⟨

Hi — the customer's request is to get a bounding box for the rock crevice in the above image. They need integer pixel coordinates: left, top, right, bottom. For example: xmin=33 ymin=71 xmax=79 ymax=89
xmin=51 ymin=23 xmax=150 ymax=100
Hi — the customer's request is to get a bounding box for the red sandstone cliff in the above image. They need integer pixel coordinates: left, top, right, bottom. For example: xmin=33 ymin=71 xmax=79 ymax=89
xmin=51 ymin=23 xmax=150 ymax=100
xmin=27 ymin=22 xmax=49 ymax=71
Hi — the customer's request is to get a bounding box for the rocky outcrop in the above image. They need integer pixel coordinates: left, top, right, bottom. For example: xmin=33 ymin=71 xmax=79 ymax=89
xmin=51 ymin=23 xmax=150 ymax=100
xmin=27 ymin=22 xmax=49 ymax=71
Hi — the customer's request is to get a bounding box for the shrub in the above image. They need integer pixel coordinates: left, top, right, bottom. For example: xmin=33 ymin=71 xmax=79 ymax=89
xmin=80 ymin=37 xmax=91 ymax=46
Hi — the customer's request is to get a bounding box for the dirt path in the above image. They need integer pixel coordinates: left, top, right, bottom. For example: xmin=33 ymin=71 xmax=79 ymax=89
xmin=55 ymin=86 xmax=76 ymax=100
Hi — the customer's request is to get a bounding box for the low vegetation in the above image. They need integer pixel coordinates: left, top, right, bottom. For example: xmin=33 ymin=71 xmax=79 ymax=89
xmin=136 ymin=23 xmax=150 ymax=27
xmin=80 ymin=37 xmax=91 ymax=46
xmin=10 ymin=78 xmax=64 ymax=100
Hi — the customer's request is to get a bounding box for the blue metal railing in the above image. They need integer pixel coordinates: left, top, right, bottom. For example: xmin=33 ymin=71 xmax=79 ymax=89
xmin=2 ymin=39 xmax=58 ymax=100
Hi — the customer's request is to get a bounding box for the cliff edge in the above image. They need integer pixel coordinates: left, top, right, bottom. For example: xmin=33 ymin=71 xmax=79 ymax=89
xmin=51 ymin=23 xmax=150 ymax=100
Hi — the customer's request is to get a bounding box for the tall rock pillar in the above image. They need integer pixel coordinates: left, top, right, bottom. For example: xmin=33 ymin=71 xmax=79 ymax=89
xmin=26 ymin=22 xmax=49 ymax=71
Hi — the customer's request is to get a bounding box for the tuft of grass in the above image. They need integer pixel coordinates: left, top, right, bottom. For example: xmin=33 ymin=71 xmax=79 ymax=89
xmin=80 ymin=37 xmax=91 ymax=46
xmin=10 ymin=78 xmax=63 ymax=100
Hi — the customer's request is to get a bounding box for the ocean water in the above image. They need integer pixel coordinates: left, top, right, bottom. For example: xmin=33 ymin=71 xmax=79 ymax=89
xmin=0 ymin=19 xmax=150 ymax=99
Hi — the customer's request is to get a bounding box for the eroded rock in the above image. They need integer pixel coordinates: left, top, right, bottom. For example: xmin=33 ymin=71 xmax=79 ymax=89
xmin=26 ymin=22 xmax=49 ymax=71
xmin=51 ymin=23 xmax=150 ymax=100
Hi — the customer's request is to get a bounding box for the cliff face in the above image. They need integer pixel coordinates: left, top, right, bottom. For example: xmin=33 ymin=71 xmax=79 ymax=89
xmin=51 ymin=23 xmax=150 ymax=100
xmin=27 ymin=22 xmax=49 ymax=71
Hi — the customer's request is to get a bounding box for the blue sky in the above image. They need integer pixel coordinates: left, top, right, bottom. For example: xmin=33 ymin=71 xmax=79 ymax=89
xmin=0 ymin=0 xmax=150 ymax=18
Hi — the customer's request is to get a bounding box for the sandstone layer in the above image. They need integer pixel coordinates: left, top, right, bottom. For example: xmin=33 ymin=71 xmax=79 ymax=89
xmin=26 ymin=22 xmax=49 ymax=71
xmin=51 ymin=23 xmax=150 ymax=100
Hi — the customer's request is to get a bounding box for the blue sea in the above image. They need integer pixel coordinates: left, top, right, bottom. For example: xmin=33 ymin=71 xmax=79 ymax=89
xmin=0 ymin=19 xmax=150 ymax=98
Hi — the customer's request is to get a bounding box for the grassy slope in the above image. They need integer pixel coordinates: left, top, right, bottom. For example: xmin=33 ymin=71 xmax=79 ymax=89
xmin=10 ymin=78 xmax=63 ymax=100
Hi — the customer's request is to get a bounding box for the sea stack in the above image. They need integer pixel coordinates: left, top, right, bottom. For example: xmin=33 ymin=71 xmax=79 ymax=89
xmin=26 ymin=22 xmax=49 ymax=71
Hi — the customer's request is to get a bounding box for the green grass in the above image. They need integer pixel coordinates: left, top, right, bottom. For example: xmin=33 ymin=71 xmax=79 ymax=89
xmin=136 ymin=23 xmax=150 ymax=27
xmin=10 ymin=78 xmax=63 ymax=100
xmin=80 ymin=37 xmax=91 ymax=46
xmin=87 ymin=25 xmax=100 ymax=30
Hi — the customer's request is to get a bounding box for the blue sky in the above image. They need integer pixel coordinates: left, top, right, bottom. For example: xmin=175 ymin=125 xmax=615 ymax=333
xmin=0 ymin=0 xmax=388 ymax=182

⟩

- [What is needed]: Output the full listing exactly as it stands.

- [Finished exercise]:
Hi — the customer's request is to get a bounding box for the rock crevice in the above image. They need integer pixel coordinates: left, top, right, bottom. For example: xmin=33 ymin=71 xmax=79 ymax=89
xmin=51 ymin=23 xmax=150 ymax=100
Hi — the customer's request is to get a bounding box for the red sandstone cliff in the above image. They need integer pixel coordinates: left, top, right, bottom. For example: xmin=33 ymin=71 xmax=79 ymax=89
xmin=51 ymin=23 xmax=150 ymax=100
xmin=27 ymin=22 xmax=49 ymax=71
Hi — the customer's request is to get a bounding box for the rocky outcrop in the above image. They need integer pixel coordinates: left, top, right, bottom. For example: xmin=33 ymin=71 xmax=79 ymax=89
xmin=51 ymin=23 xmax=150 ymax=100
xmin=27 ymin=22 xmax=49 ymax=71
Hi — the customer's request is to get a bounding box for the shrub in the above image. They need integer pixel coordinates: left, top, right, bottom. For example: xmin=33 ymin=71 xmax=79 ymax=89
xmin=80 ymin=37 xmax=91 ymax=46
Hi — the customer's request is to get a bounding box for the dirt path in the above image. They need integer pixel coordinates: left, top, right, bottom. For example: xmin=33 ymin=71 xmax=79 ymax=89
xmin=55 ymin=86 xmax=76 ymax=100
Hi — the customer's request is to get a bounding box for the low vegetation in the above image. They need integer pixel coordinates: left, top, right, bottom. For example: xmin=33 ymin=71 xmax=79 ymax=89
xmin=136 ymin=23 xmax=150 ymax=27
xmin=80 ymin=37 xmax=91 ymax=46
xmin=10 ymin=78 xmax=64 ymax=100
Hi — the customer's request is to get a bounding box for the blue metal railing in the above image. They need integer pixel coordinates: left, top, right, bottom. For example: xmin=33 ymin=71 xmax=79 ymax=89
xmin=2 ymin=39 xmax=58 ymax=100
Hi — the customer's request is to get a bounding box for the cliff edge in the above image. They need integer pixel coordinates: left, top, right, bottom. For example: xmin=33 ymin=71 xmax=79 ymax=89
xmin=51 ymin=23 xmax=150 ymax=100
Hi — the customer's request is to get a bounding box for the tall rock pillar in the above image. They need integer pixel coordinates: left, top, right, bottom. For example: xmin=33 ymin=71 xmax=79 ymax=89
xmin=26 ymin=22 xmax=49 ymax=71
Hi — the customer's request is to get a bounding box for the tuft of grass in the above image. They need integer pixel coordinates: left, top, right, bottom. For example: xmin=33 ymin=71 xmax=79 ymax=89
xmin=80 ymin=37 xmax=91 ymax=46
xmin=10 ymin=78 xmax=63 ymax=100
Hi — the customer's request is to get a bounding box for the ocean water in the above image. They need integer pixel coordinates: left, top, right, bottom. For example: xmin=33 ymin=71 xmax=79 ymax=89
xmin=0 ymin=19 xmax=150 ymax=99
Hi — the customer's request is to get a bounding box for the eroded rock in the above image. They need integer pixel coordinates: left, top, right, bottom. For example: xmin=33 ymin=71 xmax=79 ymax=89
xmin=26 ymin=22 xmax=49 ymax=71
xmin=51 ymin=23 xmax=150 ymax=100
Hi — the customer's request is to get a bounding box for the cliff face in the above image. They need integer pixel coordinates: left, top, right, bottom. For example: xmin=33 ymin=71 xmax=79 ymax=89
xmin=51 ymin=23 xmax=150 ymax=100
xmin=27 ymin=22 xmax=49 ymax=71
Hi — the customer's request is to get a bounding box for the blue sky in the above image. They need integer pixel coordinates: left, top, right, bottom. For example: xmin=33 ymin=71 xmax=79 ymax=89
xmin=0 ymin=0 xmax=150 ymax=18
Hi — the customer's request is to get a bounding box for the sandstone layer in the above image. They need integer pixel coordinates: left, top, right, bottom. For example: xmin=33 ymin=71 xmax=79 ymax=89
xmin=26 ymin=22 xmax=49 ymax=71
xmin=51 ymin=23 xmax=150 ymax=100
Hi — the customer's request is to get a bounding box for the blue sea in the above image. They need integer pixel coordinates: left, top, right, bottom. For example: xmin=33 ymin=71 xmax=79 ymax=89
xmin=0 ymin=19 xmax=150 ymax=98
Hi — the customer's request is to get a bounding box for the grassy slope in the above image. They need integer pixel coordinates: left, top, right, bottom. For example: xmin=33 ymin=71 xmax=79 ymax=89
xmin=10 ymin=78 xmax=63 ymax=100
Hi — the customer's request is to get a bounding box for the sea stack in the above image. They need integer pixel coordinates: left, top, right, bottom. For example: xmin=33 ymin=71 xmax=79 ymax=89
xmin=26 ymin=22 xmax=49 ymax=71
Hi — the customer's request is to get a bounding box for the green grass in the above image. They need integer pixel coordinates: left, top, right, bottom. For example: xmin=33 ymin=71 xmax=79 ymax=89
xmin=136 ymin=23 xmax=150 ymax=27
xmin=10 ymin=78 xmax=63 ymax=100
xmin=80 ymin=37 xmax=91 ymax=46
xmin=87 ymin=25 xmax=100 ymax=30
Hi — the customer's request is to get a bounding box for the blue sky in the above image. They need integer pixel coordinates: left, top, right, bottom. For example: xmin=175 ymin=125 xmax=615 ymax=333
xmin=0 ymin=0 xmax=388 ymax=182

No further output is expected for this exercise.